Short task:
Return only the lines starting at the line that contains "beard in the picture above?" and ending with the final line of the listing; include both endpoints.

[Collection entries]
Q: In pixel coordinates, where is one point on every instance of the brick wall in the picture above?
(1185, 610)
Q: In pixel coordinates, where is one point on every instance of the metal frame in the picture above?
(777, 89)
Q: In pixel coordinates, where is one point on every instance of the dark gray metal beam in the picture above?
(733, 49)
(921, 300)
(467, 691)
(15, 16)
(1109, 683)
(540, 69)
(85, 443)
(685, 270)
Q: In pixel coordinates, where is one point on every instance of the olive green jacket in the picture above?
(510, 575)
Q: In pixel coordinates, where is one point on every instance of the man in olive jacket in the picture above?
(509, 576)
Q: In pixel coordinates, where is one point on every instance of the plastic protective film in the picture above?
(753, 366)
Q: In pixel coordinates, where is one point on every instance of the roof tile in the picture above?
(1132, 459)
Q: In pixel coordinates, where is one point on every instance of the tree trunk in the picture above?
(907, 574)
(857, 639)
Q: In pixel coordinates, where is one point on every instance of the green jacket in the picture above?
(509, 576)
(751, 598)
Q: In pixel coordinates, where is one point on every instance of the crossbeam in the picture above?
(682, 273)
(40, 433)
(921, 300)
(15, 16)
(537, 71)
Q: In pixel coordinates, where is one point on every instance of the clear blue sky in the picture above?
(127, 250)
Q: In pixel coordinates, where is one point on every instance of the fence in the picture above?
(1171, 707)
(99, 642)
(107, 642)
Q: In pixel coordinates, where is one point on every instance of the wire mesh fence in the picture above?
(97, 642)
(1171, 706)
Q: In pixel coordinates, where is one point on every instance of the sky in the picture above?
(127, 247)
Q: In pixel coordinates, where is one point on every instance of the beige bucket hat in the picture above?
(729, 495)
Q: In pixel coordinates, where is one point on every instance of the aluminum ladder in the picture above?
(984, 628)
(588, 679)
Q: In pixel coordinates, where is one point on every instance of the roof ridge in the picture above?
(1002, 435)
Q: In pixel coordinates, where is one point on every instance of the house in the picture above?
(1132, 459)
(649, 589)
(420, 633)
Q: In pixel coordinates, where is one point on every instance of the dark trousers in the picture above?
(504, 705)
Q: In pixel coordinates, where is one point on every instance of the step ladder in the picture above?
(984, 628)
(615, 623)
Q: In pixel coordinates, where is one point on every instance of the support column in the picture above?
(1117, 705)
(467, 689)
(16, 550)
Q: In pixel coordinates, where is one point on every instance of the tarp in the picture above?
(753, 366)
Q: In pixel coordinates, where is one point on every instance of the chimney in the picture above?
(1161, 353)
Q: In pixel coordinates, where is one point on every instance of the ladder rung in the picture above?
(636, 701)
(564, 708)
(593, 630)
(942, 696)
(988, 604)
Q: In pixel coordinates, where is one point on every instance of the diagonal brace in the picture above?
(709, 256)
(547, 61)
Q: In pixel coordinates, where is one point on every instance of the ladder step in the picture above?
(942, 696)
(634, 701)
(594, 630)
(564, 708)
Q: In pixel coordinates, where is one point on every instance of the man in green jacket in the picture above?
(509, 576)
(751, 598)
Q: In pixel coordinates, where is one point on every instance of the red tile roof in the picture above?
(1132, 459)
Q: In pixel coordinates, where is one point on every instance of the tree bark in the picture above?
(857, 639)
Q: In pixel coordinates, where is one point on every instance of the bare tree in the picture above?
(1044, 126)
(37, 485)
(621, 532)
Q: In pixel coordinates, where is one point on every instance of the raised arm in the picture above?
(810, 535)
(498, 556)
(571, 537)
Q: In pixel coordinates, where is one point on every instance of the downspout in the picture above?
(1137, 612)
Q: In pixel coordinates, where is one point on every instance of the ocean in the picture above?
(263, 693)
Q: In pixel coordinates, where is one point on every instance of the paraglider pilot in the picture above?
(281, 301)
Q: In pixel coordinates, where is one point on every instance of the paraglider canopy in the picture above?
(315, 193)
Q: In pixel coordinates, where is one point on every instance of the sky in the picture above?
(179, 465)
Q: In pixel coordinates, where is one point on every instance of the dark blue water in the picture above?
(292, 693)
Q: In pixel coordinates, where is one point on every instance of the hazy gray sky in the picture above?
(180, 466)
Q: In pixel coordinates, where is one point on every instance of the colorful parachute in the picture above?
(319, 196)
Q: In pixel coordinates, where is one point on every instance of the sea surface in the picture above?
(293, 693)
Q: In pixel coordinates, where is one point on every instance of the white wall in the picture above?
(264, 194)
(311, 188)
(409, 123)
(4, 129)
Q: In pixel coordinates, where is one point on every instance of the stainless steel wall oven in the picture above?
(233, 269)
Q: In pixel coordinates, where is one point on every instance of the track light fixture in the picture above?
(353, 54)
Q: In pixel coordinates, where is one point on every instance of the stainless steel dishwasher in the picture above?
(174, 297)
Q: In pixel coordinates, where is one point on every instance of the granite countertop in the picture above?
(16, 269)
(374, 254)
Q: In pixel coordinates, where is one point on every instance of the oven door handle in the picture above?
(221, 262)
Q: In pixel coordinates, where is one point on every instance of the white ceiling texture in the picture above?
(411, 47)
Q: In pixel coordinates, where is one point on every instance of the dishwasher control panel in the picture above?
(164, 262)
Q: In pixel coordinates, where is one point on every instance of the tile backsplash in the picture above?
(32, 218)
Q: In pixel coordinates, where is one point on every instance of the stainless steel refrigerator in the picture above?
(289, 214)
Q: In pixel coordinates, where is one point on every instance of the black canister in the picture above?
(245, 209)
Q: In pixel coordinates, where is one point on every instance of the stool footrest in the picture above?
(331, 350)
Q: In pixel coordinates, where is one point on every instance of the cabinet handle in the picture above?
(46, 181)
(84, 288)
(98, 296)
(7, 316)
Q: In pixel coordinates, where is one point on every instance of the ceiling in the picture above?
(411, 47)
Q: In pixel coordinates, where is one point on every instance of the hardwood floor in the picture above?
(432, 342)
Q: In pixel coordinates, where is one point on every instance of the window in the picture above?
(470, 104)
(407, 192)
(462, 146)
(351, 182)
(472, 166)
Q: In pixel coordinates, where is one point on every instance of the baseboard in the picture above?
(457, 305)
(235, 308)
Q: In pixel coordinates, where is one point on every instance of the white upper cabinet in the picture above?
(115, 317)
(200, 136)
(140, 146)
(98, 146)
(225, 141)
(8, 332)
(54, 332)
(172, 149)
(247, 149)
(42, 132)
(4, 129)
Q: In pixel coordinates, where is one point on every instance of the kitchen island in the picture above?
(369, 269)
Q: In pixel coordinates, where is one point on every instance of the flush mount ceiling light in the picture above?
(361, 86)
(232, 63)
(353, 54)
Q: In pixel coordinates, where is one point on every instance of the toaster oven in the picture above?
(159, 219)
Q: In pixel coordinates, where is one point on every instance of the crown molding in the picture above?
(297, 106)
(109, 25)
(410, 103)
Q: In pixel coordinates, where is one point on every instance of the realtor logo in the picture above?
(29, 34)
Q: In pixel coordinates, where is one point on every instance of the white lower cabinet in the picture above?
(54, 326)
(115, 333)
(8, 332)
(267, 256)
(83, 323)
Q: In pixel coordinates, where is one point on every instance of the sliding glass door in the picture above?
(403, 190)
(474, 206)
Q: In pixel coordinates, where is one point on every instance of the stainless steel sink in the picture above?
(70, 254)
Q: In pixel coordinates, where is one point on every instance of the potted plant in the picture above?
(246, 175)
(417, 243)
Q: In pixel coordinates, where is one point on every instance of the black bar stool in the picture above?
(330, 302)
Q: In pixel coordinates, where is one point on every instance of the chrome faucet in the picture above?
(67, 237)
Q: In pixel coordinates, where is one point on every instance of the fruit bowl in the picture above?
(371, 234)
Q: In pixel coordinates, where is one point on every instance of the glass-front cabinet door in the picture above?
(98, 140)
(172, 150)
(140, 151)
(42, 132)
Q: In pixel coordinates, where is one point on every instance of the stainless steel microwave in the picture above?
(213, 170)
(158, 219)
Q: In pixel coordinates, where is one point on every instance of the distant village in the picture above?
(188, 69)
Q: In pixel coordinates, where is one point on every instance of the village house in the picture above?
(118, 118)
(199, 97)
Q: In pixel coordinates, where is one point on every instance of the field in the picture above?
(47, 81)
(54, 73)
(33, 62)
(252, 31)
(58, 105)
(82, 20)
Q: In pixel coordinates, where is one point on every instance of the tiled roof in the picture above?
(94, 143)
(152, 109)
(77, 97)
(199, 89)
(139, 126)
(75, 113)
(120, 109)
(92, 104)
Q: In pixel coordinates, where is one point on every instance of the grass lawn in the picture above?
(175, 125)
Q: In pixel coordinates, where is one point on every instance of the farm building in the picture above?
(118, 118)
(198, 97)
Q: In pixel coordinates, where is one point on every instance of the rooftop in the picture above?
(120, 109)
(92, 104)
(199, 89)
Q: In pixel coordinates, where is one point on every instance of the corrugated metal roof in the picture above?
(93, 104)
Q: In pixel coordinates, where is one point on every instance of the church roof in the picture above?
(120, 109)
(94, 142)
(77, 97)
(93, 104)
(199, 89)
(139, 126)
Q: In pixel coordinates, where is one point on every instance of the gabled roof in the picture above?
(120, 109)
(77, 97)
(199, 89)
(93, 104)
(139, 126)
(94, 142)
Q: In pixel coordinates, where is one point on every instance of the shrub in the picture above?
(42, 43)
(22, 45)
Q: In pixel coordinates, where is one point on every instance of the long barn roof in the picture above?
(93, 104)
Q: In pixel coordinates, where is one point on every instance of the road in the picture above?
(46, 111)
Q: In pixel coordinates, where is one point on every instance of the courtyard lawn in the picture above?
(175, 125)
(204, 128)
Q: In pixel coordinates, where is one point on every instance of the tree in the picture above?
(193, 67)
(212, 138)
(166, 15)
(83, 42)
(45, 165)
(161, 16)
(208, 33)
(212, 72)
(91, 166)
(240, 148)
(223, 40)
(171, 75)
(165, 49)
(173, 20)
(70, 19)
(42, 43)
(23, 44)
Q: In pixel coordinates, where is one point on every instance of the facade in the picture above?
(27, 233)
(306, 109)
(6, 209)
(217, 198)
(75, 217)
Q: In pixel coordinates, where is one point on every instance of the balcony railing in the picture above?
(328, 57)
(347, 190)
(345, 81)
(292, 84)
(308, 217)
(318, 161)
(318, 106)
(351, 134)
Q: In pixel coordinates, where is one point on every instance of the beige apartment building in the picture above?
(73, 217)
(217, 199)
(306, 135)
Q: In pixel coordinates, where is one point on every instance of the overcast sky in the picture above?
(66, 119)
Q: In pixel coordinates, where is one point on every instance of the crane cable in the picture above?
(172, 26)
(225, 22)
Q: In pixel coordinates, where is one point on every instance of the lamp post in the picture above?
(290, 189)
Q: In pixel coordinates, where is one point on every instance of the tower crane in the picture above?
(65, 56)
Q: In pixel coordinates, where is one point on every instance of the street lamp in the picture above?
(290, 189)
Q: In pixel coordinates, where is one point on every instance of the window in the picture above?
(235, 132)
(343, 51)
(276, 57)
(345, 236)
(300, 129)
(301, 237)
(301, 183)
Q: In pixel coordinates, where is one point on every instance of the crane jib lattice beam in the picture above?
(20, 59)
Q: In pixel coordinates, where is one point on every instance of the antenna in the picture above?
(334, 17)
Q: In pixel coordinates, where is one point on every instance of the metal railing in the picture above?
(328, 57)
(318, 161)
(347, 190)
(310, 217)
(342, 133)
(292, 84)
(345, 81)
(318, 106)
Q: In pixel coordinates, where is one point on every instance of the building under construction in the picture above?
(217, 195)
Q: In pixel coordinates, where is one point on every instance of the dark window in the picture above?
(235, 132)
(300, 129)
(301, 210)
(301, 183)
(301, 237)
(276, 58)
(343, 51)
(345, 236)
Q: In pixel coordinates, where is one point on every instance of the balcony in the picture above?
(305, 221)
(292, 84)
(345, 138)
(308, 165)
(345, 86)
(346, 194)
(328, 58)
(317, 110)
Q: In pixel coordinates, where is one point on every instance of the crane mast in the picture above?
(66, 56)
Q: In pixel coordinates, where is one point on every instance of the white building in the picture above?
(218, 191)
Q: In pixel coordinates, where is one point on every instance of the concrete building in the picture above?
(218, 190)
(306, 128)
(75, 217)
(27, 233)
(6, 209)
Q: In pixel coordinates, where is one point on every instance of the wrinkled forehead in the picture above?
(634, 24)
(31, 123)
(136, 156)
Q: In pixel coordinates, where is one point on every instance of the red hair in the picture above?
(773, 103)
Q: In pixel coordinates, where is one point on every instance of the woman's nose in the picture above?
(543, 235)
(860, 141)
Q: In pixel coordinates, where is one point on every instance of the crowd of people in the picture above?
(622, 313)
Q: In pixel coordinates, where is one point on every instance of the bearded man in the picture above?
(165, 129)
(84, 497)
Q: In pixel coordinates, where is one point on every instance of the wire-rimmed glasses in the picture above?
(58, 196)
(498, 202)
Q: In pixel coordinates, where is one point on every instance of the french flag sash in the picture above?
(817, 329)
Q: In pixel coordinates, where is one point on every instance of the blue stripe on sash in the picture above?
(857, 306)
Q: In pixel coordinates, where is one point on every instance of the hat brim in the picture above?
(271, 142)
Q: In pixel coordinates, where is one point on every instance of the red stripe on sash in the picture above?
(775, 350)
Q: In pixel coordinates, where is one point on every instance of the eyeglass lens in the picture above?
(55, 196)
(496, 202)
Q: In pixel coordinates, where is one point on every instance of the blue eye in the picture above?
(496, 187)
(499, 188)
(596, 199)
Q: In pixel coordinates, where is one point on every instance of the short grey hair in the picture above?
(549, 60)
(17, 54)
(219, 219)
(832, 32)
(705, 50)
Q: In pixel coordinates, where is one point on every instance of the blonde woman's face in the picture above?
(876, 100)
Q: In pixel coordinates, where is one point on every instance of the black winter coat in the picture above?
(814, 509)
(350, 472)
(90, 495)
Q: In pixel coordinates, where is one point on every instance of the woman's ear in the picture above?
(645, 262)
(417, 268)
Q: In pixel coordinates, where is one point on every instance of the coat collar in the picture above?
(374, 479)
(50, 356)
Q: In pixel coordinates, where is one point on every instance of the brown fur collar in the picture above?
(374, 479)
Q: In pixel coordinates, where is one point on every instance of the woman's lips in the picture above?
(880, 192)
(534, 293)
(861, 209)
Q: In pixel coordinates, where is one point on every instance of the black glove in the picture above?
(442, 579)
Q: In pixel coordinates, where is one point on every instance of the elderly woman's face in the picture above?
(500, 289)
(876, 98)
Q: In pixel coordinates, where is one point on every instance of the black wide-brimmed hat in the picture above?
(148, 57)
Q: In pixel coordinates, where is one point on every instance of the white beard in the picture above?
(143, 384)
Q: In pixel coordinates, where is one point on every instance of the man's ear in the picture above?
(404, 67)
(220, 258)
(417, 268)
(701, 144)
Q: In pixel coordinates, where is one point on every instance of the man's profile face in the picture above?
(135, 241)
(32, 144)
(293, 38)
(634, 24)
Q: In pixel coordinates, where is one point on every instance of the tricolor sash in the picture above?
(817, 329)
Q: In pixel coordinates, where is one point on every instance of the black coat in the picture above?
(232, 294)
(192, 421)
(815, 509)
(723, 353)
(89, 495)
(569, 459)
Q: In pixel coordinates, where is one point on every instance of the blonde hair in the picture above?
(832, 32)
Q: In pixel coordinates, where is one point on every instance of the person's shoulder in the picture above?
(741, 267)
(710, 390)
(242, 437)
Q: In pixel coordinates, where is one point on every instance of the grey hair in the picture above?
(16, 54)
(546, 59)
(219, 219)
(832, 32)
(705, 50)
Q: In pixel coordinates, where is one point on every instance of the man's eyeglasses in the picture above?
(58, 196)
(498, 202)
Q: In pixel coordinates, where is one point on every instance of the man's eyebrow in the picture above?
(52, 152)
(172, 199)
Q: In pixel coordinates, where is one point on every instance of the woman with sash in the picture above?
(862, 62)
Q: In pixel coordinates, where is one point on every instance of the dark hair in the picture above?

Correct output:
Q: In pixel coordinates, where is one point on every instance of the white beard in the picture above?
(143, 384)
Q: In pixel coordinates, where is one point on every instance of the man's ear in the picture above?
(404, 67)
(220, 258)
(417, 268)
(701, 144)
Q: In pixel coordinates, where is one point on every instance of the man's profile face in the picture above?
(135, 241)
(32, 144)
(293, 38)
(634, 24)
Q: In pixel coordinates, where is one point on every instance of the tricolor sash in the picture above?
(817, 329)
Q: In pixel coordinates, where is one point on every instance of the black coat in the picture above?
(232, 294)
(192, 421)
(815, 509)
(723, 353)
(89, 495)
(569, 459)
Q: In pixel coordinates, where is one point on every instance of the blonde hair in the picture above?
(832, 32)
Q: In pixel coordinates, where is one point on every instance of the person's shoulder in the picture above?
(741, 267)
(710, 390)
(242, 437)
Q: In pixel coordinates, where is one point on every instance of the grey hair in the picture above?
(16, 54)
(546, 59)
(219, 219)
(832, 32)
(705, 50)
Q: In pixel coordinates, where is one point on every instance of the man's eyeglasses in the picture above?
(58, 196)
(498, 202)
Q: In pixel coordinates, where is one point on every instance of the man's eyebrow in the picture above?
(52, 152)
(172, 199)
Q: In pixel coordinates, where is one point on every instance of the woman with sash in the picture above?
(862, 62)
Q: In pixel coordinates, where is one point on every instance of the dark hair in the picture above?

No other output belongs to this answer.